READING TEXT =

---*---

The  is a 1950 mystery fiction novel by a Japanese novelist, Tetsuya Ayukawa. It is Ayukawa’s debut novel, and is based on memories and experiences from Ayukawa’s childhood in Manchuria. The story was also the first in a long series of novels featuring the same protagonist, “Detective Onitsura”.

Story outline
Set in Manchukuo before World War II, Detective Onitsura, formerly of the Tokyo Metropolitan Police is assigned to Harbin, which has a large cosmopolitan population creating unique problems and difficulties for the police. He then must travel to Dalian, to investigate the murder of a rich Russian émigré at a summer home near Ganjungzi in the Kwantung Leased Territory. His investigations take him to Port Arthur, and back to Harbin on the Asia Express, an express train on the South Manchurian Railway. Along the way, he must solve the case by overcoming the suspects' false alibis. The climax of the story is set on an island in the Songhua River.

---*---

RECORD LIST =
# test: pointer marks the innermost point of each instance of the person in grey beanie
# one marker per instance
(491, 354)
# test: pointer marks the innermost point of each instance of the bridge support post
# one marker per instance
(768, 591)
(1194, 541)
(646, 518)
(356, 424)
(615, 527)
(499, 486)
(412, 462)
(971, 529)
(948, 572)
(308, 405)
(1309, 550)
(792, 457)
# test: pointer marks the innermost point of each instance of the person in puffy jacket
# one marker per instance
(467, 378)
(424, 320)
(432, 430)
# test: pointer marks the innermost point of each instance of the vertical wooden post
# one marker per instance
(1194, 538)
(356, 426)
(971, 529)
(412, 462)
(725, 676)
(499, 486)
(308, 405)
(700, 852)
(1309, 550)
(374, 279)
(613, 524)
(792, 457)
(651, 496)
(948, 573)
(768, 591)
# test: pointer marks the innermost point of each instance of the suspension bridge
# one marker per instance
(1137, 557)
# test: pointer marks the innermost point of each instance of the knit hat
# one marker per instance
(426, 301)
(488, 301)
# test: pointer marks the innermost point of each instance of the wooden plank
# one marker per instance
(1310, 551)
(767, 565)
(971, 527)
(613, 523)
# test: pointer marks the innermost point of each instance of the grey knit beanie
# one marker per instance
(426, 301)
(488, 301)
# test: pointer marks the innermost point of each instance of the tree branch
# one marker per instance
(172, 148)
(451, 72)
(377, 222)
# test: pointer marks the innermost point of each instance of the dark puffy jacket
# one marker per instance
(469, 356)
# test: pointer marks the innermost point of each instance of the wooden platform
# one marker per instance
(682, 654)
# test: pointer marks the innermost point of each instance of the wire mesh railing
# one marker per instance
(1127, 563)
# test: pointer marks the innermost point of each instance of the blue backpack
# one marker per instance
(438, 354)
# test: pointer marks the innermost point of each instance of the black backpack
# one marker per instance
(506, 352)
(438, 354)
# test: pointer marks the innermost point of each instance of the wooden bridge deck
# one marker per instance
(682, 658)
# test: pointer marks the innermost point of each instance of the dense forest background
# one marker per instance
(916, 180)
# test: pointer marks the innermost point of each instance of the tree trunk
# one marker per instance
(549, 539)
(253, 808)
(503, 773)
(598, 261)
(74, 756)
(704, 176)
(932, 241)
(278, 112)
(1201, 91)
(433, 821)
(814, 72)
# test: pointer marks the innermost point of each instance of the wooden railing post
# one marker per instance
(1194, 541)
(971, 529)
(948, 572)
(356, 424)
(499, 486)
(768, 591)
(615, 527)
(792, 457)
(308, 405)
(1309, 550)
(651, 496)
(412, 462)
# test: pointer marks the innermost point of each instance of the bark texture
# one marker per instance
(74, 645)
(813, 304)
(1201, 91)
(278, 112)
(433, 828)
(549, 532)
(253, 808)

---*---

INSTRUCTIONS TO FOLLOW =
Carry on the piece about Tetsuya Ayukawa's debut mystery novel, starting right after its last sentence.

TASK RESPONSE =
Main characters
 Ivan Petrov - a rich White Russian émigré
 Anton Petrov - Ivan's nephew
 Guo Yunhuan - Anton's fiancé
 Nikolai Petrov - also Ivan's nephew
 Alexander Petrov - also Ivan's nephew
 Natalia Bacour - Alexander's fiancé
 Detective Onitsura - a Dalian Police detective, on assignment from Tokyo Metropolitan Police Department
 Detective Sayabin - a Harbin Police detective

Awards
The novel won a contest sponsored in 1949 by the popular mystery magazine Hoseki (“Jewel”) with a grand prize of one million yen to mark its third anniversary of publication.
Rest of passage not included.